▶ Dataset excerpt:
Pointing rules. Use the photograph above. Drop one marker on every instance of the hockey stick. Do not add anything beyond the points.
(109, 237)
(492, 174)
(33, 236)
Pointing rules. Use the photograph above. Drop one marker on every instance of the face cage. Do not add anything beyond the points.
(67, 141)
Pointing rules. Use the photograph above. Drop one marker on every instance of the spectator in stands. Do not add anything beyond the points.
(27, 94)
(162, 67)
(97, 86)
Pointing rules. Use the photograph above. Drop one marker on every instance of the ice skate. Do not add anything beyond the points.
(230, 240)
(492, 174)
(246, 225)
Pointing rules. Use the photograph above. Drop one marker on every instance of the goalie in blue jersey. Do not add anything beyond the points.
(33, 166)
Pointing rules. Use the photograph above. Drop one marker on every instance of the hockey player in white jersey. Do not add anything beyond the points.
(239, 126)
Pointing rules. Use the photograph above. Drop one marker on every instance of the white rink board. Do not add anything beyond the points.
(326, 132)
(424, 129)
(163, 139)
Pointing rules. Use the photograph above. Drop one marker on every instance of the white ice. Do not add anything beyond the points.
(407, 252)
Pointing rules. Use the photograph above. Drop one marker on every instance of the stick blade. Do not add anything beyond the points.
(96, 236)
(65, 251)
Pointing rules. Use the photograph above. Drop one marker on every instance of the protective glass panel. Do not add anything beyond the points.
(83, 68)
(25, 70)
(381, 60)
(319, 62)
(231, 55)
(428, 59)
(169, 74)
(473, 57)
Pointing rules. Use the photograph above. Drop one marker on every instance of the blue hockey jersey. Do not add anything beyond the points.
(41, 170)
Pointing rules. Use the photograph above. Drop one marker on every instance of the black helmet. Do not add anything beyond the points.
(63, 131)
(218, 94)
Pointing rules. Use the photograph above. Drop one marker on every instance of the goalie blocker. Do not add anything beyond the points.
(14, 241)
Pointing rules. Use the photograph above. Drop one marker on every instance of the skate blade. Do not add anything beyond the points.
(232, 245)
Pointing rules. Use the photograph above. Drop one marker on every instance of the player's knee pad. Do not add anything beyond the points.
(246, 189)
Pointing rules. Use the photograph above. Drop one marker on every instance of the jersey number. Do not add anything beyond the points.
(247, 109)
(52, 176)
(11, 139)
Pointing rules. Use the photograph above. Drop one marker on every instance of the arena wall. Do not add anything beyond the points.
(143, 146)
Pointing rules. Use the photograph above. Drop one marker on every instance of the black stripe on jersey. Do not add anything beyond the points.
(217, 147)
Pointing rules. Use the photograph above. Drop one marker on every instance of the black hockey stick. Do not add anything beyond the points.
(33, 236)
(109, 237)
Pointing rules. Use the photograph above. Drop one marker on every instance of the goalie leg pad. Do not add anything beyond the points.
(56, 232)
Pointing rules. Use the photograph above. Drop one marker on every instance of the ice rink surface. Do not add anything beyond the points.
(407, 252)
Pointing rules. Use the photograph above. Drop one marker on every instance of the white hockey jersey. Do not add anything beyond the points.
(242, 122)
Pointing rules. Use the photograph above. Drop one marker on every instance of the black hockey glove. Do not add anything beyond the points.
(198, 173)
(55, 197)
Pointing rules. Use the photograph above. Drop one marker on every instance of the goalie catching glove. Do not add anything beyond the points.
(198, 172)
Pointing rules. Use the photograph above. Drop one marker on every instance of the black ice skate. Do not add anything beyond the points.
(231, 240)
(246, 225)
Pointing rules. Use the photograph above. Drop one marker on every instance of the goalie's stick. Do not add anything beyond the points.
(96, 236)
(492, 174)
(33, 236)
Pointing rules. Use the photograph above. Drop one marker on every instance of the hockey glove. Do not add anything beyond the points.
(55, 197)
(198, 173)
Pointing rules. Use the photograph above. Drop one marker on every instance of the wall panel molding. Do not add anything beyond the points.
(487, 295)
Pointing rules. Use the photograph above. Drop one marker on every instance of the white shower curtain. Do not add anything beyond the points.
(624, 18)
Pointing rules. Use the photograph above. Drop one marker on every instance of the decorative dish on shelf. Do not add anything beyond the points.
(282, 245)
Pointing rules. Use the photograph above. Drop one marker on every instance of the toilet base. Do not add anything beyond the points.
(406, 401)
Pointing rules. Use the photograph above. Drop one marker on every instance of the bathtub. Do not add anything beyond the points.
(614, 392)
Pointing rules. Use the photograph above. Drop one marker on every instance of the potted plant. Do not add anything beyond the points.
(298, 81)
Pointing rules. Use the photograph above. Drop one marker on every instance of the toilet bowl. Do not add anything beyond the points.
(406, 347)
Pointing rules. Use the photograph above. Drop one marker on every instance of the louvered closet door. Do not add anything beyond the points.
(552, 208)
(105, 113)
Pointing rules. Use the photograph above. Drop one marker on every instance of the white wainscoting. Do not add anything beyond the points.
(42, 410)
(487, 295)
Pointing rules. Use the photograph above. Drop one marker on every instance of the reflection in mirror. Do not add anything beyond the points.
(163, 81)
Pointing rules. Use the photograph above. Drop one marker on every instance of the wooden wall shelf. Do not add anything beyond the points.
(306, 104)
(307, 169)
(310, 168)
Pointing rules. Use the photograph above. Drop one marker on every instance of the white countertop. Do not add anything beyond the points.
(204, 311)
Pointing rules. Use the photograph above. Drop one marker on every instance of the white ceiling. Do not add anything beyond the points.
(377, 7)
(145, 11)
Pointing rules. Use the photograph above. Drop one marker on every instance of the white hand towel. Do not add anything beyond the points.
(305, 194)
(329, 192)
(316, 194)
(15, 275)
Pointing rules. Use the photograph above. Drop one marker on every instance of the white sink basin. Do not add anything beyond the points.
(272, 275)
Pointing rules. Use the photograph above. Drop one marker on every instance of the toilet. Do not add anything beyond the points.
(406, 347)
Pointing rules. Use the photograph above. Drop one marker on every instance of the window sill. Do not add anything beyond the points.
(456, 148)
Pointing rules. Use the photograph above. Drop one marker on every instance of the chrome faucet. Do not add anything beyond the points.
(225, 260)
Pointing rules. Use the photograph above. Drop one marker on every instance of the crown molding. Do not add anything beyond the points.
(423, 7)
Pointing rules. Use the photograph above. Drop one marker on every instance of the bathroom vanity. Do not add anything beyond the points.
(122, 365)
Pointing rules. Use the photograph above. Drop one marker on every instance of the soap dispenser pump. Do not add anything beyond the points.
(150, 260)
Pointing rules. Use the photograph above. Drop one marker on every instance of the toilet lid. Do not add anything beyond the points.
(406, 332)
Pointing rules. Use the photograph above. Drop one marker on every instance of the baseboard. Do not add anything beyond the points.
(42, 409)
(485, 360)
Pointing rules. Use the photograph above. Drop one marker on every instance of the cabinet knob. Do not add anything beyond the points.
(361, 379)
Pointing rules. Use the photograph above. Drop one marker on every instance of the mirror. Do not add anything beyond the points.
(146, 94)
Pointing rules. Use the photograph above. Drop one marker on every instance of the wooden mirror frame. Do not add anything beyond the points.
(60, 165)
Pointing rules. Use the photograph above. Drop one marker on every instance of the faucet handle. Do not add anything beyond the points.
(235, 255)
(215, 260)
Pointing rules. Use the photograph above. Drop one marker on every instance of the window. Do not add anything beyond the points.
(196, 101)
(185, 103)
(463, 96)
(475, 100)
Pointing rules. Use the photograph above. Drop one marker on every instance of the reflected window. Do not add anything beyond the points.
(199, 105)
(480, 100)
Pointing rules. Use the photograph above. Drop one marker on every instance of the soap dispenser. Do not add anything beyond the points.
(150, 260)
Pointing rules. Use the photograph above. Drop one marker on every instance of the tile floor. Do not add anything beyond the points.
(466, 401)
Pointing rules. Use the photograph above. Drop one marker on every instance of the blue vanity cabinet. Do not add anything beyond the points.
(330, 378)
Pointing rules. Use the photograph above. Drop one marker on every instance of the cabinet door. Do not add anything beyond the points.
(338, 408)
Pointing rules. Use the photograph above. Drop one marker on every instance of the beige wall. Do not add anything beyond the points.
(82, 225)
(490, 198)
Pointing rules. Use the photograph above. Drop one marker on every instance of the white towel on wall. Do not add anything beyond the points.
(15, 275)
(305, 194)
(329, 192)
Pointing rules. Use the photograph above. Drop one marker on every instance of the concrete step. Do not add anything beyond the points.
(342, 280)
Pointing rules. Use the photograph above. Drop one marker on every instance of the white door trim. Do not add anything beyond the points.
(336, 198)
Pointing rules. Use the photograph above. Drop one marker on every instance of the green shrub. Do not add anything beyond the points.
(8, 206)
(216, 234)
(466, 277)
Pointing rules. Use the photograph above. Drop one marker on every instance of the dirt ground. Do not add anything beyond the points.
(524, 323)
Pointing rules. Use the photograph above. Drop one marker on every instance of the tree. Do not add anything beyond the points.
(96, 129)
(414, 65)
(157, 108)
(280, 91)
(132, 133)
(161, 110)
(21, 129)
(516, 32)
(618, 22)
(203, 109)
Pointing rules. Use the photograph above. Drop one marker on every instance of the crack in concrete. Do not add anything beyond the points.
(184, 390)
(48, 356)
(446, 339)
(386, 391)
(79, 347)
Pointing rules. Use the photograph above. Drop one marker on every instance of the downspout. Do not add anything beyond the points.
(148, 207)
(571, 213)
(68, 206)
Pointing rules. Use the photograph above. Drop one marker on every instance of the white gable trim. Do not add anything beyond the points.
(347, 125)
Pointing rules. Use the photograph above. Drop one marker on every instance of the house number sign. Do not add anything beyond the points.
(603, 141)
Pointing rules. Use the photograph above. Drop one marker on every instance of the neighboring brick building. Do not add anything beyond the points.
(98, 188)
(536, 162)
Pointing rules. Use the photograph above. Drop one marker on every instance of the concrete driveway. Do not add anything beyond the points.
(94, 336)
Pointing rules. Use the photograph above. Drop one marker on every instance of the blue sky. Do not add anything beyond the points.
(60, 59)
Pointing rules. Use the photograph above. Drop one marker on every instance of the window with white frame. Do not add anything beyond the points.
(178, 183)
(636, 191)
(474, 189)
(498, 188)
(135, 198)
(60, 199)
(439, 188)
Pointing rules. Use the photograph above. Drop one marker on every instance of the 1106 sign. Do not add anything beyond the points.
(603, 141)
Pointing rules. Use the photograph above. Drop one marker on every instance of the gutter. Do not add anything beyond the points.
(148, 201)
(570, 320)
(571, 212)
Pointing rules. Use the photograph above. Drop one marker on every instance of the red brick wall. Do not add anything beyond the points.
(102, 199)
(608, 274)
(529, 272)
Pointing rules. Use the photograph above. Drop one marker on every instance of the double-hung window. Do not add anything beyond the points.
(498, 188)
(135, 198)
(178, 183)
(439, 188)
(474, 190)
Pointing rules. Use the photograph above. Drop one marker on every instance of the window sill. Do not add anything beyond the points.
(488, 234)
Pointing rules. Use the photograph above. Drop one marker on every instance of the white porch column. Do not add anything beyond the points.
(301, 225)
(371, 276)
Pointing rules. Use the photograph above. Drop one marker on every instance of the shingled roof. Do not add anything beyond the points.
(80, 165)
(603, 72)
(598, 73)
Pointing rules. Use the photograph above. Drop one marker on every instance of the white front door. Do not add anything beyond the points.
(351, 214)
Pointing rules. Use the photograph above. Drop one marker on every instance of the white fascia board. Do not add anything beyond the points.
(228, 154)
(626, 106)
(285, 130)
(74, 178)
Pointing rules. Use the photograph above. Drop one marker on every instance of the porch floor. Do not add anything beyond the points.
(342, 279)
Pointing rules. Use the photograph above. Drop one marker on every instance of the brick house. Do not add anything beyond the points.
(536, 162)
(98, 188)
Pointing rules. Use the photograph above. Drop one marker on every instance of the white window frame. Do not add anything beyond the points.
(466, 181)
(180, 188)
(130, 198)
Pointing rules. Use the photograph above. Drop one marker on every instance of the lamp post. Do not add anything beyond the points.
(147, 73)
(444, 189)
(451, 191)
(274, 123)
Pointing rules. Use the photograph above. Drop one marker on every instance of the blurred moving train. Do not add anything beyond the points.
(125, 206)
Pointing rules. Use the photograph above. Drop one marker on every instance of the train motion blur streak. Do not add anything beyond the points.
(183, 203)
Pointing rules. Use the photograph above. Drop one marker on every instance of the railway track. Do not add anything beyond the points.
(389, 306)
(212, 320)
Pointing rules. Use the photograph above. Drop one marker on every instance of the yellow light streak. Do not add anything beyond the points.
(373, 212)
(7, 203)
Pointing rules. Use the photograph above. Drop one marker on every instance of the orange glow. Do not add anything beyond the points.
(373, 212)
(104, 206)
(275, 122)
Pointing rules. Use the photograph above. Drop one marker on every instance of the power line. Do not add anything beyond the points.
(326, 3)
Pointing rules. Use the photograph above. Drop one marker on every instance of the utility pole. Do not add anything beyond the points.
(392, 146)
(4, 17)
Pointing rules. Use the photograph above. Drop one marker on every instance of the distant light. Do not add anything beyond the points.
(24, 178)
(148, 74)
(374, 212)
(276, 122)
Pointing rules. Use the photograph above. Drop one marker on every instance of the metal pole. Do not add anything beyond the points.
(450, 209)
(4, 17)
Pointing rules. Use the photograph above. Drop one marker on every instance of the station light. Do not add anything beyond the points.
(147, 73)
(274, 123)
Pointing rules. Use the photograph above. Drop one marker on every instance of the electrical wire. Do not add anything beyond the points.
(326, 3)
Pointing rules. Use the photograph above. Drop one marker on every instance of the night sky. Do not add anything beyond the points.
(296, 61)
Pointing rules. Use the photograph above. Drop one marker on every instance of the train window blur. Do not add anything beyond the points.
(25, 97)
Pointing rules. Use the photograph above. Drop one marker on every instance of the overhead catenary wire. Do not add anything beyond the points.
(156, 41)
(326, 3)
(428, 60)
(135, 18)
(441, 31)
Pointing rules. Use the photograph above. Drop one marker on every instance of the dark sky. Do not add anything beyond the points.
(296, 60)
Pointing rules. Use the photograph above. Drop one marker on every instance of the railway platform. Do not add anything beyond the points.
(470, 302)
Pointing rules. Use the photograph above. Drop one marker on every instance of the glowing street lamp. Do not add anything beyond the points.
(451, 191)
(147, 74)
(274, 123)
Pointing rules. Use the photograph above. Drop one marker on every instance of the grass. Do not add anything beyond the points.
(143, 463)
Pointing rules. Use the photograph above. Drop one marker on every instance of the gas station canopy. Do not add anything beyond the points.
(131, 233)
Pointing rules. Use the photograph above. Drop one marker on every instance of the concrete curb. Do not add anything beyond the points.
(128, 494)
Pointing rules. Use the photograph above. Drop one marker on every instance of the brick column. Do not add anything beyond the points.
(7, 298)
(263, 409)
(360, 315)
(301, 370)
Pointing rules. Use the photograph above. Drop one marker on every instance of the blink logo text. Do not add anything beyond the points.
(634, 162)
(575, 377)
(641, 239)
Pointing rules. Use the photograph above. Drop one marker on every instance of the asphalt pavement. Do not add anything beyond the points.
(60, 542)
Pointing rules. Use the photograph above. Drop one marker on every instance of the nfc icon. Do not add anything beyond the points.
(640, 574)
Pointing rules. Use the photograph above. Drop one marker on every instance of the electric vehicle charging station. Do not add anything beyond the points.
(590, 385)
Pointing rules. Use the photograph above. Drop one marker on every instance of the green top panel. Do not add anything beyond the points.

▶ GIVEN REQUEST: Beginning at the line containing "text. Do not add anything beyond the points.", repeat each line exactly through the last line of the entries, and include no other lines.

▶ TASK RESPONSE:
Pointing rules. Use the photograph above. Drop one marker on every instance of the blink logo text. Do not add anything beyond the points.
(634, 162)
(575, 377)
(641, 239)
Pointing rules. Use the photograph above. Drop one marker on every instance of the asphalt pavement. Do not add anything beyond the points.
(60, 542)
Pointing rules. Use the photograph above. Drop one marker on every instance of the nfc icon. Do not add anything beyond the points.
(640, 574)
Pointing rules. Use the photograph above. Drop one marker on every instance of the electric vehicle charging station. Do not add anything beyond the points.
(590, 385)
Pointing rules. Use the photograph above. Drop one marker on every instance of the green top panel. Do not add anything beyond the points.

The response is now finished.